* Your assignment *
Copy out the listing that follows, exactly, without its pictures.

* Provided records *
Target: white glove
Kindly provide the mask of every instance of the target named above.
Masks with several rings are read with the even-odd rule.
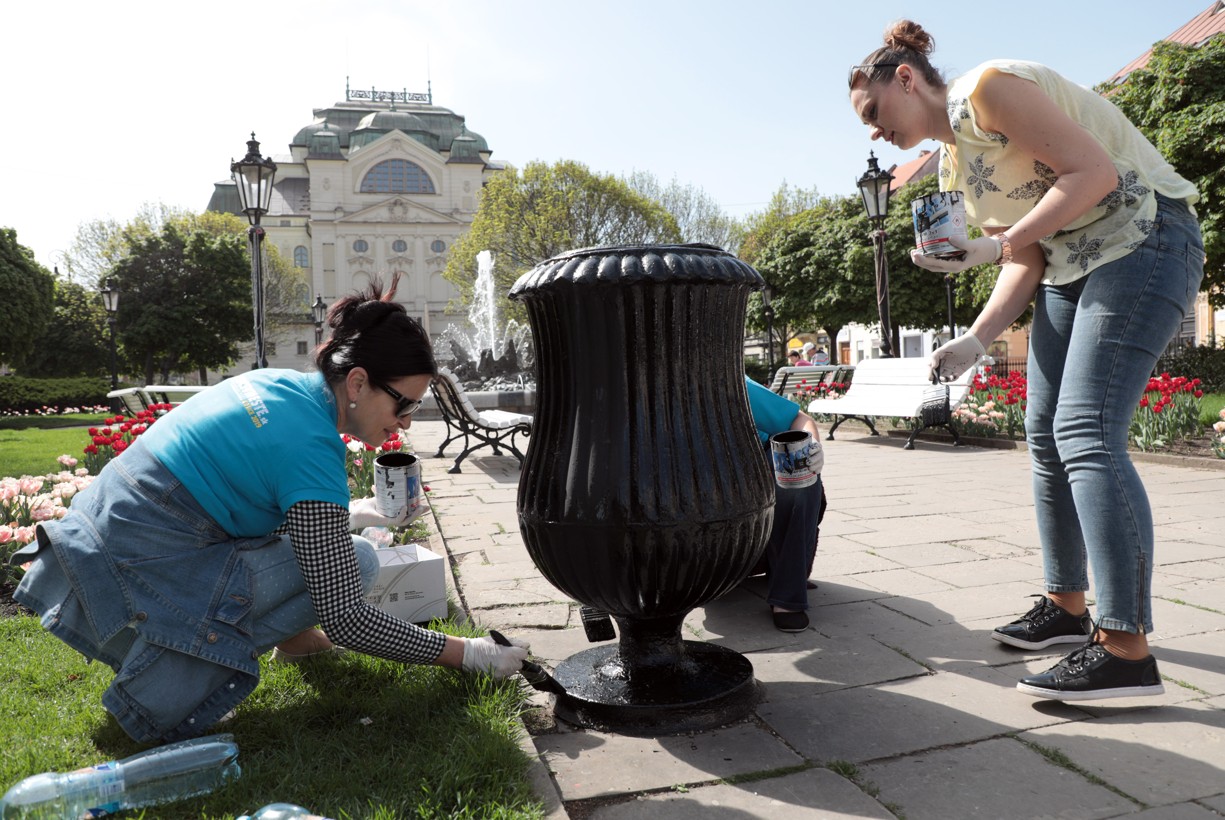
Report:
[[[951,382],[978,364],[978,360],[986,355],[987,351],[977,336],[973,333],[962,334],[932,352],[932,357],[927,362],[931,368],[928,378],[935,381],[939,376],[944,381]]]
[[[373,498],[358,498],[349,502],[349,529],[361,532],[366,527],[407,527],[425,515],[425,499],[417,502],[417,509],[406,512],[400,518],[383,515],[374,505]]]
[[[502,646],[493,638],[460,638],[464,642],[465,672],[484,673],[495,678],[508,678],[519,671],[527,660],[531,644],[511,638],[510,646]]]
[[[955,248],[961,248],[966,255],[961,259],[938,259],[934,256],[924,256],[916,248],[910,252],[910,261],[927,270],[940,273],[960,273],[975,265],[994,262],[1004,252],[1000,241],[993,236],[984,236],[980,239],[961,239],[954,236],[949,238],[949,244]]]

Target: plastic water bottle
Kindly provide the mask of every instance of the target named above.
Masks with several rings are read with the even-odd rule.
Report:
[[[328,820],[328,818],[311,814],[310,809],[295,806],[293,803],[269,803],[255,814],[244,814],[238,820]]]
[[[233,735],[209,735],[75,772],[36,774],[5,792],[0,818],[104,817],[194,797],[237,779],[237,758]]]
[[[375,547],[390,547],[395,540],[391,530],[386,527],[366,527],[362,530],[361,535]]]

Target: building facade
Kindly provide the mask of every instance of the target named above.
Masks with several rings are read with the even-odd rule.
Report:
[[[267,154],[268,152],[264,152]],[[309,301],[271,317],[271,367],[302,369],[315,346],[310,303],[325,304],[379,277],[399,275],[396,299],[437,338],[455,314],[458,290],[442,277],[447,254],[476,215],[485,181],[502,169],[464,118],[431,93],[345,89],[314,111],[277,171],[265,242],[302,270]],[[242,214],[232,180],[214,186],[208,210]],[[326,329],[325,329],[326,333]],[[233,371],[248,370],[253,349]]]

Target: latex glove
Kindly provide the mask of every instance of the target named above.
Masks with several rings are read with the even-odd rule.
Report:
[[[932,352],[932,357],[928,360],[928,366],[931,368],[928,377],[935,381],[939,375],[944,381],[951,382],[978,364],[978,360],[986,355],[987,351],[978,337],[973,333],[964,333]]]
[[[349,502],[349,529],[361,532],[366,527],[407,527],[425,515],[425,499],[417,502],[417,509],[400,518],[383,515],[374,505],[373,498],[358,498]]]
[[[495,678],[508,678],[518,672],[531,649],[531,644],[518,638],[511,638],[510,646],[501,646],[488,636],[460,640],[464,642],[463,670]]]
[[[961,239],[950,237],[949,244],[966,252],[961,259],[937,259],[934,256],[924,256],[916,248],[910,252],[910,261],[920,268],[939,271],[940,273],[960,273],[975,265],[986,265],[1000,258],[1003,253],[1000,241],[993,236],[979,239]]]

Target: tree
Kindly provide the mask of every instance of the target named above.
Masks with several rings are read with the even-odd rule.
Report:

* Exercise output *
Target: white glove
Kindly provide the mask of every instance of the target named above.
Masks with several rings are read with the even-odd rule.
Report:
[[[951,382],[978,364],[978,360],[986,355],[987,351],[977,336],[973,333],[962,334],[932,352],[932,357],[927,362],[931,368],[928,378],[935,381],[939,376],[944,381]]]
[[[373,498],[358,498],[349,502],[349,529],[361,532],[366,527],[407,527],[425,515],[425,499],[417,502],[417,509],[406,512],[400,518],[383,515],[374,505]]]
[[[502,646],[493,638],[460,638],[464,642],[465,672],[484,673],[495,678],[508,678],[519,671],[527,660],[531,644],[511,638],[510,646]]]
[[[955,248],[961,248],[966,255],[961,259],[938,259],[934,256],[924,256],[916,248],[910,252],[910,261],[927,270],[940,273],[960,273],[975,265],[994,262],[1004,252],[1000,241],[993,236],[984,236],[980,239],[961,239],[954,236],[949,238],[949,244]]]

Target: plastic water bottle
Kindly provide the mask of every instance of the target named above.
Masks with several rings are read with the even-odd rule.
Report:
[[[328,820],[328,818],[311,814],[310,809],[295,806],[293,803],[269,803],[255,814],[244,814],[238,820]]]
[[[233,735],[209,735],[75,772],[36,774],[5,792],[0,818],[104,817],[194,797],[237,779],[237,758]]]
[[[375,547],[390,547],[395,540],[391,530],[386,527],[366,527],[362,530],[361,535]]]

Target: building facade
Kindly provide the mask of every instance of the target named above.
Masks with several rings are read with the even-odd rule.
Report:
[[[267,154],[268,152],[264,152]],[[309,301],[271,317],[271,367],[302,369],[315,346],[310,303],[325,304],[379,277],[399,275],[396,299],[437,338],[455,314],[458,290],[442,277],[447,254],[476,215],[485,181],[502,169],[464,118],[431,93],[345,89],[314,111],[277,171],[265,242],[302,270]],[[242,214],[232,180],[214,186],[208,210]],[[326,329],[325,329],[326,333]],[[233,371],[248,370],[253,349]]]

Target: latex glove
Kindly provide the mask of every instance of the target named above.
Masks with several rings are read with the even-odd rule.
Report:
[[[932,352],[932,357],[928,360],[928,366],[931,368],[928,377],[935,381],[939,375],[944,381],[951,382],[978,364],[978,360],[986,355],[987,351],[978,337],[973,333],[964,333]]]
[[[349,502],[349,529],[361,532],[366,527],[407,527],[425,515],[425,499],[417,502],[417,509],[400,518],[383,515],[374,505],[373,498],[358,498]]]
[[[495,678],[508,678],[518,672],[531,649],[531,644],[518,638],[511,638],[510,646],[501,646],[488,636],[460,640],[464,642],[463,670]]]
[[[961,239],[950,237],[949,244],[966,252],[961,259],[937,259],[934,256],[924,256],[916,248],[910,252],[910,261],[920,268],[939,271],[940,273],[960,273],[975,265],[986,265],[1000,258],[1003,253],[1000,241],[993,236],[979,239]]]

Target: tree
Kindly provide the mask of every instance of the target named above.
Masks with several rings are read with the even-odd rule.
Report:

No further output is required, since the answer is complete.